▶ **The problem**
Transcribe each of the rows below verbatim, without altering any character.

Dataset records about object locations
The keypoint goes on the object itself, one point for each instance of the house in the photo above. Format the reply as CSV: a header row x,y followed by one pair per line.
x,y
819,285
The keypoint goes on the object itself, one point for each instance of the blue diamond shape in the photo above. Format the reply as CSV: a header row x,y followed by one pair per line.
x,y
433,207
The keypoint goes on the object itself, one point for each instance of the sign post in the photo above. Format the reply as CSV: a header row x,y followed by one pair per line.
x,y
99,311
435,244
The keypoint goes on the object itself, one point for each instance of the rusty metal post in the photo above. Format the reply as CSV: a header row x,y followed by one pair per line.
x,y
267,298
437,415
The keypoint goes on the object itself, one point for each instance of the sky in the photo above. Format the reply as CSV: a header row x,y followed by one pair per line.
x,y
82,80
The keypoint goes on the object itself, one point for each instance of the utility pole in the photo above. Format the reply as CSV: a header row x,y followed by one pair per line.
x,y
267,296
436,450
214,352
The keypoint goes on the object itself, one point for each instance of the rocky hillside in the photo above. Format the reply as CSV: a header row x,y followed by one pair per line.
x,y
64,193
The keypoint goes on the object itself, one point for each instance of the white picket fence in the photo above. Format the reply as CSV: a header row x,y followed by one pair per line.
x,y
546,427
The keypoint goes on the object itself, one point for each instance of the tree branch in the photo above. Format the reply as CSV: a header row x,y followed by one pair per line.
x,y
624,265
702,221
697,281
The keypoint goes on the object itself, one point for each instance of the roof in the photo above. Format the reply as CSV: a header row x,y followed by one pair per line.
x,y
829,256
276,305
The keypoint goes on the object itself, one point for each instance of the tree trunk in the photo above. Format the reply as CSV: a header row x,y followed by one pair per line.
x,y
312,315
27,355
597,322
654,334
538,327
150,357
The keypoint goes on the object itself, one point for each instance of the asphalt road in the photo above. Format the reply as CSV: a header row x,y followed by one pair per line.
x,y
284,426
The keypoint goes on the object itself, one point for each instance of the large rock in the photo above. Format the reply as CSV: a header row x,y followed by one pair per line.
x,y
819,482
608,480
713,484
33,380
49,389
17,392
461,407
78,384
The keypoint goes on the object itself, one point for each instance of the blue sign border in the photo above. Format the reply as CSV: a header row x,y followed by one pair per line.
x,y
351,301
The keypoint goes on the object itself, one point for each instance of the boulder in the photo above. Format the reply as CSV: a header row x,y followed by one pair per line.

▶ **Exercise output**
The keypoint goes on the object itself, one point for each instance of the house in the photo above. Format the reply as CSV: a header row x,y followed by one pair per line.
x,y
819,285
The keypoint goes on the object itself, one point for each instance of the blue diamond shape in the photo above. Format the reply as CSV: a header row x,y followed by one pair per line.
x,y
433,207
The keypoint goes on the object itself, one point for each instance of the sign post in the photo above. Format the reply as CSV: a header row x,y followed by one pair per line.
x,y
99,311
435,244
The keypoint goes on the object itself, one point for each instance of the rusty metal post in the photo above. Format the reply as CSV: a header row x,y followed by one pair per line.
x,y
267,298
437,415
The keypoint goes on the object itself, one point for each instance of the sky in the photo above. Format the reply as CSV: a header row x,y followed by one pair per line.
x,y
82,80
The keypoint goes on the object itself, one point for each instance of the utility pole in the photo above. Format the reply as CSV: a header row x,y followed by one pair per line.
x,y
267,296
436,450
214,352
The keypoint goes on the object itself, one point for each instance of the rocky hillside in the photo above. Format the reply as CSV: a header row x,y followed by one pair per line.
x,y
64,193
The keypoint goes on the object itself, one point for each instance of the white picket fence in the photo above. Format the reply as CSV: a header row x,y followed by one pair per line.
x,y
546,427
The keypoint goes on the object itself, one point for each instance of the tree branch in the photo above. Format the reply as CSV: a header row x,y followed by one pair per line.
x,y
624,265
702,221
697,281
The keypoint goes on the object itself, one point for each instance of the roof in the photo above. Format the reply as CSV: a header row x,y followed by one pair per line.
x,y
829,256
276,305
The keypoint goes on the object itself, one point for each instance of the tree trunk in the photo above. Format the reply as CSV: a header row x,y followed by one pair per line.
x,y
312,315
27,355
597,322
654,334
538,327
150,357
The keypoint goes on the object itself, one point for each instance of the asphalt road in the photo above. Format the reply as CSV: a header row x,y followed by one pair per line.
x,y
284,426
The keypoint goes on the object itself, one point for each instance of the large rock in the photo above. Format the reply as CSV: a header row x,y followed by one pair per line.
x,y
819,482
608,480
713,484
33,380
49,389
17,392
461,407
78,384
The keypoint goes on the object itself, one point for each instance of the blue sign border in the photo above. Format the reply as CSV: a header row x,y followed by one pair per line.
x,y
351,301
The keypoint goes on the object itself, one point for each instance of the boulder in the photo above. Format the reply as CSV: a header row x,y followed by one pair per line.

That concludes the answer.